> [Assignment]: Going through the listing below, tally the lines that contain the word "leaf" and give only that figure.

> [Extracted records]:
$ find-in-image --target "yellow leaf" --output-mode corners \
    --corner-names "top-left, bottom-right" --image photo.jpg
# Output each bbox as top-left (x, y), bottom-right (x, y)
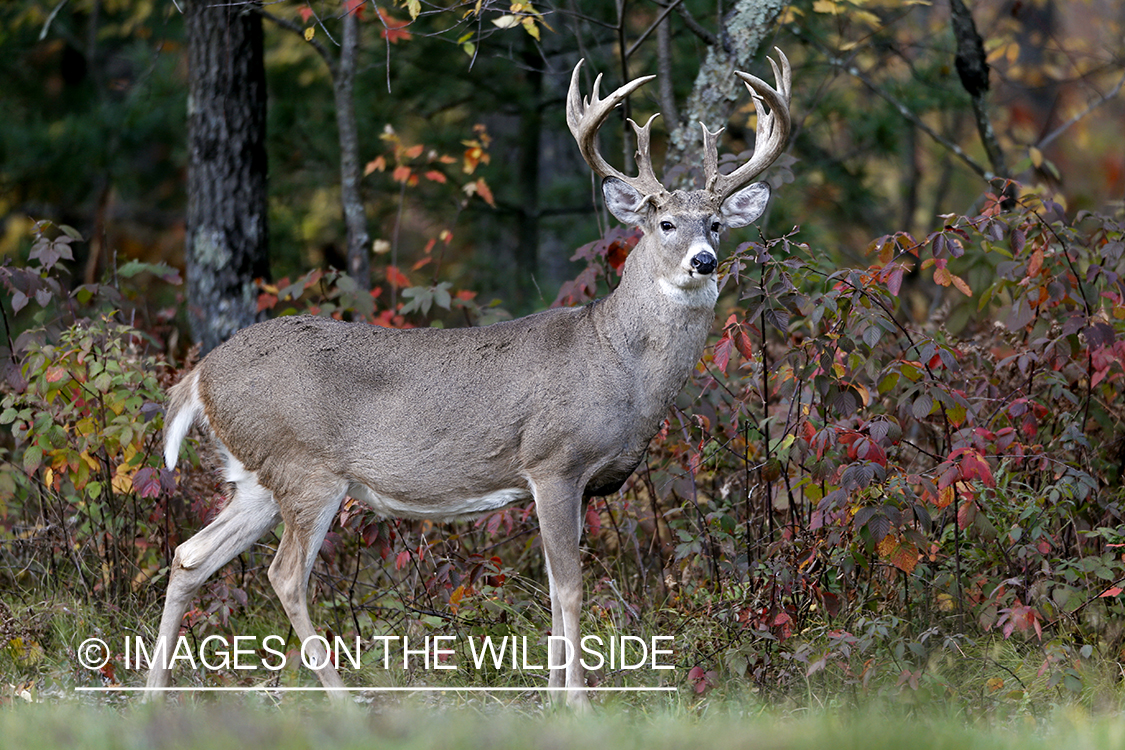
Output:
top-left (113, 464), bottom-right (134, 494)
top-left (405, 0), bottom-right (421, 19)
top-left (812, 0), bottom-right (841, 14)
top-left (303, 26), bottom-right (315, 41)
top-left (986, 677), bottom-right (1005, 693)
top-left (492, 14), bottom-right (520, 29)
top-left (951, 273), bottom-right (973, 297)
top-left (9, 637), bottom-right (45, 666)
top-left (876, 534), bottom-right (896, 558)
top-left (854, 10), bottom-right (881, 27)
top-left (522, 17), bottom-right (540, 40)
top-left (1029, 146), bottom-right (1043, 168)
* * *
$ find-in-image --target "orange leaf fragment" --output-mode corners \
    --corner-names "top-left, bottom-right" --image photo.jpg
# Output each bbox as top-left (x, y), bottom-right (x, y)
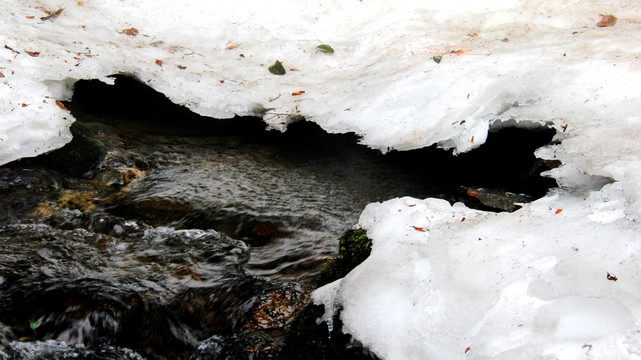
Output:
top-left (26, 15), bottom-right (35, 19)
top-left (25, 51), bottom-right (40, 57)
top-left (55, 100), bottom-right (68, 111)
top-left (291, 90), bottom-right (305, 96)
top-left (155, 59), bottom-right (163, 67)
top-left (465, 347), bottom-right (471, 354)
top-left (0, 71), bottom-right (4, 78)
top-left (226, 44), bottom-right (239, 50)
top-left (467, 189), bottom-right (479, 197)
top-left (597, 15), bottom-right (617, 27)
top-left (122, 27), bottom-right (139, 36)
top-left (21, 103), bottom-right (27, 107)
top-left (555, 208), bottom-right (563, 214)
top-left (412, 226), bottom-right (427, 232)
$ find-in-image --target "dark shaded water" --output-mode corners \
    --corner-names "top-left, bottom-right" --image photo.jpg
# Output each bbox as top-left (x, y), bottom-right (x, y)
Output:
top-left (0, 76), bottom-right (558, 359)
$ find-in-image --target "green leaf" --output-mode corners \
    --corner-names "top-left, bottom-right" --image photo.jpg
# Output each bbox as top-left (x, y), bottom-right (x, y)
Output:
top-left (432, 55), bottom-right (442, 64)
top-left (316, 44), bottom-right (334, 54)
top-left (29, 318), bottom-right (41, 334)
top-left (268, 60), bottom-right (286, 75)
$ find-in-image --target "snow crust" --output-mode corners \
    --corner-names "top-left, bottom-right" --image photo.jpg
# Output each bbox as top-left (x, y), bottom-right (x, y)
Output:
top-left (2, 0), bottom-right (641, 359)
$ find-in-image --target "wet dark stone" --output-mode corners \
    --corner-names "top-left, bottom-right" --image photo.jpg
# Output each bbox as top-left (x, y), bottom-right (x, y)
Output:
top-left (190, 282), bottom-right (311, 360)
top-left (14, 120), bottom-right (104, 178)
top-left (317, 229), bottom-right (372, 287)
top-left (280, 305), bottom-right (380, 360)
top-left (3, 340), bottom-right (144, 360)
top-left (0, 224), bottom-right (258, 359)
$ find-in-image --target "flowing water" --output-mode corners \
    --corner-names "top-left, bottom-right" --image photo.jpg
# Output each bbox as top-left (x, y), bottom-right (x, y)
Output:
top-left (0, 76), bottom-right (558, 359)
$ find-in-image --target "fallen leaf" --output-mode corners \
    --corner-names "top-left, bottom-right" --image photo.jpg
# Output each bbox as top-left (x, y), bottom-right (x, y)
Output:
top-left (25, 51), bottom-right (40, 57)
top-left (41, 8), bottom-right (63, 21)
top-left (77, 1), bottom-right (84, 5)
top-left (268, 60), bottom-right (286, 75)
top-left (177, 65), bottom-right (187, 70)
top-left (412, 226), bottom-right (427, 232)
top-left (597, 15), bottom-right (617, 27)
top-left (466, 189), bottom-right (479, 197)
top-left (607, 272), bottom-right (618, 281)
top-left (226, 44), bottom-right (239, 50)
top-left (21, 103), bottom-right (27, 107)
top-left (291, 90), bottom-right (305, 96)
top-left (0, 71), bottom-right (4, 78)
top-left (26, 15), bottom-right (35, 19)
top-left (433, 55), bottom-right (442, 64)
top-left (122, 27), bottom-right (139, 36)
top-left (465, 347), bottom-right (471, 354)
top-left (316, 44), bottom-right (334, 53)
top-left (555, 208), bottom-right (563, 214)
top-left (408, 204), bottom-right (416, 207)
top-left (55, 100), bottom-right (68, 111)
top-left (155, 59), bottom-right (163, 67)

> [Exercise result]: 4